(Collected data entries)
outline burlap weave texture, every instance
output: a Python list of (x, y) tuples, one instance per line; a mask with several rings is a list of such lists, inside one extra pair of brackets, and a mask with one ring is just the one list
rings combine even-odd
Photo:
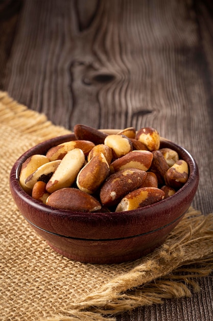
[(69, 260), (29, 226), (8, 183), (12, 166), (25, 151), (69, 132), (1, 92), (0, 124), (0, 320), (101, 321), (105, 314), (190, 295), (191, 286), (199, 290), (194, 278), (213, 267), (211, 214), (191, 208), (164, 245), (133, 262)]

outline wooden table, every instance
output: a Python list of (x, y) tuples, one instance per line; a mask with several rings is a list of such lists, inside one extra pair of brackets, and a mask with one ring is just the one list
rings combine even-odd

--

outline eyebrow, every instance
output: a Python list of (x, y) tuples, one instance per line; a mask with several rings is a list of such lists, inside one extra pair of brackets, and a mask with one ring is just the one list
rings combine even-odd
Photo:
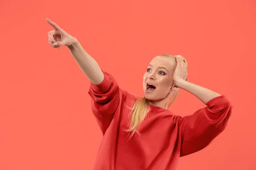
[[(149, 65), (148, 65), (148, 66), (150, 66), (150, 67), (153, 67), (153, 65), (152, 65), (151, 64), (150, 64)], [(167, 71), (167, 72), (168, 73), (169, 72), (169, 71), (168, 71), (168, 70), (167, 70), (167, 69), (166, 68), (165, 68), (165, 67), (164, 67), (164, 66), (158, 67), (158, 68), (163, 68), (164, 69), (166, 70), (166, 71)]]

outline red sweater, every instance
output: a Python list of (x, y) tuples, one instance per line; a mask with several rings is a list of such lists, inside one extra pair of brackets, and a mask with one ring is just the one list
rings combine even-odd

* TASK INSTRUCTIONS
How many lines in the items above contain the string "outline"? Reply with the number only.

* CORRECT RESPONSE
4